**GIVEN RECORDS**
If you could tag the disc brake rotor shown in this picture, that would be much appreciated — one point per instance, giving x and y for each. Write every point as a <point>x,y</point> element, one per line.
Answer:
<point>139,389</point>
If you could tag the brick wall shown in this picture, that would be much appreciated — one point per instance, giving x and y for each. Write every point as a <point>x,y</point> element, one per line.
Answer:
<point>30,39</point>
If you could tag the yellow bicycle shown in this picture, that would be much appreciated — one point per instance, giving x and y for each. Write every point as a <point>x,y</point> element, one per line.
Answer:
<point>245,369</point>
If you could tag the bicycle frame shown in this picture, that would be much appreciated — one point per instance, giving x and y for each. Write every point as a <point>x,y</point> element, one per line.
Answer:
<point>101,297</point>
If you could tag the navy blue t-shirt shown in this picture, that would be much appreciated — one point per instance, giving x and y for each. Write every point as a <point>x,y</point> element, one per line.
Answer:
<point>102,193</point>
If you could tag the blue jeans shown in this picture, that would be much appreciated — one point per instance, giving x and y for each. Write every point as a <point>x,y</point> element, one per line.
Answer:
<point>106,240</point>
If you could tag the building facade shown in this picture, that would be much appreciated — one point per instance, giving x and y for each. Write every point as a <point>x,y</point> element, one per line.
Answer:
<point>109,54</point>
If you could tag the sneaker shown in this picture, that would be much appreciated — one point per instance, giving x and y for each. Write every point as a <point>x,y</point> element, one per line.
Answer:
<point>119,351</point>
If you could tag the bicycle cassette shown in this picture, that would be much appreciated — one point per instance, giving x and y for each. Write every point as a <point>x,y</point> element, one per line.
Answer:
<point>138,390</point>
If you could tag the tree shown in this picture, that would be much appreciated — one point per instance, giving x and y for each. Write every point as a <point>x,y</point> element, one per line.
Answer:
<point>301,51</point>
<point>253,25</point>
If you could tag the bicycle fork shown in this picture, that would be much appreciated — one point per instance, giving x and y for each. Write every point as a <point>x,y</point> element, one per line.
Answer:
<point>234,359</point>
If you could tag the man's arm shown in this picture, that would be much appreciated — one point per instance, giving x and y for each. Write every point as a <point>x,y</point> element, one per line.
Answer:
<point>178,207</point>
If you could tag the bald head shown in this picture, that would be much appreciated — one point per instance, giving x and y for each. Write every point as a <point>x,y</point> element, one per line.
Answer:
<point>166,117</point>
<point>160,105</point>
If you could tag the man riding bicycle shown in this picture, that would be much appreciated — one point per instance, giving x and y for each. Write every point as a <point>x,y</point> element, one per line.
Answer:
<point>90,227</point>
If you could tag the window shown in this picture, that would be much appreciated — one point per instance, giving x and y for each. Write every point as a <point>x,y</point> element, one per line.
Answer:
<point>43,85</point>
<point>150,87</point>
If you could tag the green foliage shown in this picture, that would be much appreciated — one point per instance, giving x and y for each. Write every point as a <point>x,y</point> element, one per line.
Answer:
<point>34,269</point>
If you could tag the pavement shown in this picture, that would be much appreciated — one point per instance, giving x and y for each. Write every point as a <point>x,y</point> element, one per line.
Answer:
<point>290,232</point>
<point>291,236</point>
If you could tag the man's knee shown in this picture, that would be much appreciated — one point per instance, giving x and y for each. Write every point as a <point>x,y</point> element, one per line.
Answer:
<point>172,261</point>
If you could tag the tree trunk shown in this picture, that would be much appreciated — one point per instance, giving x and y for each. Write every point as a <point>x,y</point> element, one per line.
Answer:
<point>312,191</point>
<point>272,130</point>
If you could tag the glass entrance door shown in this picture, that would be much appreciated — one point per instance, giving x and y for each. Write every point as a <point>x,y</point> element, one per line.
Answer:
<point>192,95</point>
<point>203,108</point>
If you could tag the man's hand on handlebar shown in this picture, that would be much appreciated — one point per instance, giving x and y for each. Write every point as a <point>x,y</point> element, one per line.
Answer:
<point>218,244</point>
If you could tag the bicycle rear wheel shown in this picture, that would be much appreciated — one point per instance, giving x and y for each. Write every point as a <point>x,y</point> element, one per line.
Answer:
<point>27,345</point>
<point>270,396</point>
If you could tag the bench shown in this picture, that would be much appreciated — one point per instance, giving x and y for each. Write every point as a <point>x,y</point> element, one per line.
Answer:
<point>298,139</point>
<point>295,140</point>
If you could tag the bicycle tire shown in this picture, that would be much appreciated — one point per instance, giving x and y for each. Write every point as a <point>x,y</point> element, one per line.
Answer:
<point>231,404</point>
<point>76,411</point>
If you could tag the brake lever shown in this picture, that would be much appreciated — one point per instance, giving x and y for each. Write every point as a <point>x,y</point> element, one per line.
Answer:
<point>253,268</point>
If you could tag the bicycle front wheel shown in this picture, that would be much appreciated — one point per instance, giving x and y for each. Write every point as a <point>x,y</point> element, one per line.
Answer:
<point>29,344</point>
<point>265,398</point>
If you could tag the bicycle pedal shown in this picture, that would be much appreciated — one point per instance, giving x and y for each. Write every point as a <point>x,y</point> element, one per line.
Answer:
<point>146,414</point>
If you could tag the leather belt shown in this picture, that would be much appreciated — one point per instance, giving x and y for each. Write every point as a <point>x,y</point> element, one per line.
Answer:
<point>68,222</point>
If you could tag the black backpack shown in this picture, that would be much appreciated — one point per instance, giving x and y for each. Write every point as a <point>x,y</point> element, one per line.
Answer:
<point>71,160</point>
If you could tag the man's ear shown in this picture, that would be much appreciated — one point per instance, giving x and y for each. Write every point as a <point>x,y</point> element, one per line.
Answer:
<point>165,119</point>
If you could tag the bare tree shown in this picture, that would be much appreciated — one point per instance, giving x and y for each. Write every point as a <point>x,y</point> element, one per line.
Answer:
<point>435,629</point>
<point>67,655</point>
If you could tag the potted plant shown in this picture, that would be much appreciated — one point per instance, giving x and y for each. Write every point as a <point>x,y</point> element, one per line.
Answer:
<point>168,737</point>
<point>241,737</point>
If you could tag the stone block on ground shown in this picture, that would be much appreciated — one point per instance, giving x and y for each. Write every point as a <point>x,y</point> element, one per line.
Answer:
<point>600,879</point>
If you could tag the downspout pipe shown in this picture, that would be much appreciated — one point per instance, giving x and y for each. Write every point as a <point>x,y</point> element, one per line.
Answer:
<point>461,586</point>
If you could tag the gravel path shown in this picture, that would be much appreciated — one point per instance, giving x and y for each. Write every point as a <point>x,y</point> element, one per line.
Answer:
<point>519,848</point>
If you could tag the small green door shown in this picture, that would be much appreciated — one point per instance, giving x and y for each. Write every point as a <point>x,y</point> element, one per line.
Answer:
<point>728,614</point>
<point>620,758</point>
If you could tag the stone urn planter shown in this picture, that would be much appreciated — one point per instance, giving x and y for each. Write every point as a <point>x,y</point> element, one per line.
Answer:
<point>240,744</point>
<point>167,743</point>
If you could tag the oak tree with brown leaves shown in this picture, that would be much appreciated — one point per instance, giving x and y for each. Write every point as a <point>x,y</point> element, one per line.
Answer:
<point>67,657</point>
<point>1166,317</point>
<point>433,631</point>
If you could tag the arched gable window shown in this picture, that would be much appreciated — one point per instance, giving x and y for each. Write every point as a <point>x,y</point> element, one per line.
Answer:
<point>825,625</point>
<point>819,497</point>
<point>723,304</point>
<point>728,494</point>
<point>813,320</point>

**TASK DESCRIPTION**
Without changing a single character, repeat each record.

**RESPONSE**
If you could tag the disc brake rotor shown in this picture, that would be much appreciated — one point per instance, giving x and y for each. Write every point as a <point>x,y</point> element, one per line.
Answer:
<point>139,389</point>
If you could tag the brick wall shown in this picture, that would be much appreciated — one point per instance, giving x and y for each. Write every point as a <point>x,y</point> element, one per line.
Answer:
<point>30,39</point>
If you could tag the yellow bicycle shown in this picture, that would be much appreciated — one point per instance, giving x and y for each. Write every point as a <point>x,y</point> element, one per line.
Answer:
<point>245,369</point>
If you could tag the bicycle frame shown in this picture, that would be much appreciated — one point per instance, giving x and y for each. Write every point as a <point>x,y</point> element, one per line.
Answer:
<point>101,297</point>
If you could tag the navy blue t-shirt shown in this picture, that would be much appreciated — one point per instance, giving x and y for each. Write every point as a <point>x,y</point> element, one per line.
Answer:
<point>102,193</point>
If you could tag the blue jeans shown in this picture, that would be much appreciated — one point per instance, giving x and y for each. Write every point as a <point>x,y</point> element, one per line.
Answer:
<point>106,240</point>
If you could tag the building facade shown in this picture, that would be much appreciated — one point per instance, giving x and y for each. Write every point as a <point>x,y</point> element, one per line.
Answer:
<point>109,54</point>
If you could tag the sneaker shown in this picture, that would be much appreciated — one point per instance, giving x and y for each. Write every point as a <point>x,y</point> element, one per line.
Answer:
<point>119,351</point>
If you could tag the bicycle cassette shown in this picture, that would be much appreciated — one point per instance, giving x and y for each. Write every point as a <point>x,y</point> element, one per line.
Answer:
<point>138,390</point>
If you could tag the tree shown in this picture, that would be much appreciated — one point per instance, giving x and y for each. Write every point as a <point>x,y</point> element, one per line.
Answer:
<point>301,51</point>
<point>253,25</point>
If you could tag the bicycle fork shown in this picture, that would be much appreciated — one point per instance, giving x and y for each. Write every point as a <point>x,y</point> element, one per line.
Answer:
<point>234,359</point>
If you could tag the man's arm shown in this picture, that would be much appreciated — one point per instance, giving x and y for each. Write every point as a <point>x,y</point> element, one per line.
Answer:
<point>178,207</point>
If you could tag the bald head shown in this picture, that would be much appreciated — one point per instance, giving x and y for each. Write every point as a <point>x,y</point> element, one per line.
Answer:
<point>166,117</point>
<point>160,105</point>
If you could tag the man riding bicycle shown in this picture, that would be much appreciated — one point per instance, giving x and y for each. Write every point as a <point>x,y</point> element, one per line.
Answer:
<point>90,227</point>
If you could tag the window shown in this picture, that would be much appreciated — one point per instance, giving x and y for each. Write every point as a <point>x,y</point> element, one per line.
Answer:
<point>43,85</point>
<point>150,87</point>
If you could tag the green foliage shown in this picture, that would be much appreciated — one point per instance, giving x and y for each. Write every point as a <point>x,y</point> element, one per line.
Answer:
<point>34,269</point>
If you could tag the pavement shown in this picture, that would be much appreciated — one point per instance, giving x and y for each. Write every point as a <point>x,y</point> element, one per line.
Answer:
<point>290,232</point>
<point>291,236</point>
If you could tag the man's knee shown in this picture, that would be much appreciated — one point per instance, giving x and y for each. Write every point as a <point>x,y</point> element, one per line.
Answer:
<point>172,261</point>
If you could tag the tree trunk shown in this picture, that would be much appreciated — one point per instance, giving x and y for each. Write every point as a <point>x,y</point> element, one per line.
Answer:
<point>312,191</point>
<point>272,130</point>
If you could tag the glass entrance door shown in this picture, that would be much appreciated — one point per instance, giving x and y for each. Write every point as a <point>x,y</point> element, one per line.
Answer:
<point>192,95</point>
<point>203,108</point>
If you could tag the man's hand on handlebar shown in this picture, that would be much appreciated — one point per instance, giving x and y for each. Write every point as a <point>x,y</point> element, one per line.
Answer:
<point>218,244</point>
If you could tag the bicycle rear wheel shown in this picture, that would be much appreciated — one point per instance, giving x and y for each. Write every point as a <point>x,y</point> element, one per line.
Answer:
<point>27,345</point>
<point>270,396</point>
If you could tag the bench shown in this picture, that would be much appreciated — one point per instance, giving x and y for each. Write every point as a <point>x,y</point> element, one per line.
Answer:
<point>298,139</point>
<point>295,140</point>
If you could tag the bicycle tire shown in this picture, that would be much appreciated — one point per instance, giving x and y for each. Write every point as a <point>x,y</point> element, one per line.
Answer:
<point>231,404</point>
<point>76,411</point>
If you could tag the brake lever shown in this picture, that would be much appreciated — one point per instance, giving x and y for each. Write every point as a <point>x,y</point> element, one per line.
Answer:
<point>253,268</point>
If you could tag the bicycle front wheel shown in this picture, that would be much appreciated — one point per instance, giving x and y for each. Write every point as a <point>x,y</point> element, one per line.
Answer:
<point>29,344</point>
<point>265,398</point>
If you could tag the bicycle pedal shown in this picture, that would be much appreciated — one point per instance, giving x and y for each. Write every point as a <point>x,y</point> element, one per line.
Answer:
<point>146,414</point>
If you could tag the leather belt shown in this picture, that would be much appreciated — one point per instance, giving x and y for each. Write every point as a <point>x,y</point> element, one per line.
Answer:
<point>68,222</point>
If you could tag the black backpack shown in this picture, that would be much appreciated — one point per instance, giving x and y for each. Write every point as a <point>x,y</point> element, one per line.
Answer:
<point>71,160</point>
If you could tag the man's ear shown in this picture, that would be much appreciated — one point per instance, giving x and y for each. Write every point as a <point>x,y</point> element, one per line.
Answer:
<point>165,119</point>
If you could tag the bare tree shown in this picture, that would be much appreciated — one point per instance, giving x and y for each. Write every point as a <point>x,y</point> element, one per line.
Answer:
<point>435,629</point>
<point>67,655</point>
If you could tag the potted plant shown in this picture, that would be much appreciated — one point per instance, giving x and y for each. Write every point as a <point>x,y</point> element, one per line.
Answer:
<point>168,737</point>
<point>241,737</point>
If you could tag the stone block on ground shown in this picture, that would be much appreciated — one point per instance, giving x and y for each. Write every point as a <point>x,y</point> element, one per line.
Answer:
<point>600,879</point>
If you could tag the downspout pipe shown in this picture, that would be much appreciated — one point per instance, giving x and y for each. Write every point as a <point>x,y</point> element, one per line.
Answer:
<point>461,586</point>
If you could tag the gravel path shown in this picture, that would be much appreciated — one point per instance, giving x and y for each. Write every point as a <point>x,y</point> element, one per line.
Answer:
<point>519,848</point>
If you could tag the small green door shown in this picture, that would be much appreciated — one point per instance, giving x and y for each. Write every point as a <point>x,y</point> element, one per line.
Answer:
<point>728,614</point>
<point>620,758</point>
If you could tag the stone urn planter shown in this picture, that would be much appreciated — one point per instance, giving x and y for each. Write every point as a <point>x,y</point> element, one per line.
Answer:
<point>240,744</point>
<point>167,743</point>
If you could tag the oak tree with brown leaves shown in this picture, that would be much appreciated — one point per instance, giving x and y for each. Write every point as a <point>x,y</point> element, one per line.
Answer:
<point>67,657</point>
<point>1166,317</point>
<point>433,631</point>
If you could tag the arched gable window shown in this picture, that would be much appreciated — one point per instance, giving x and y for each. Write every point as a <point>x,y</point> element, one per line.
Answer:
<point>825,625</point>
<point>819,497</point>
<point>723,304</point>
<point>728,494</point>
<point>813,320</point>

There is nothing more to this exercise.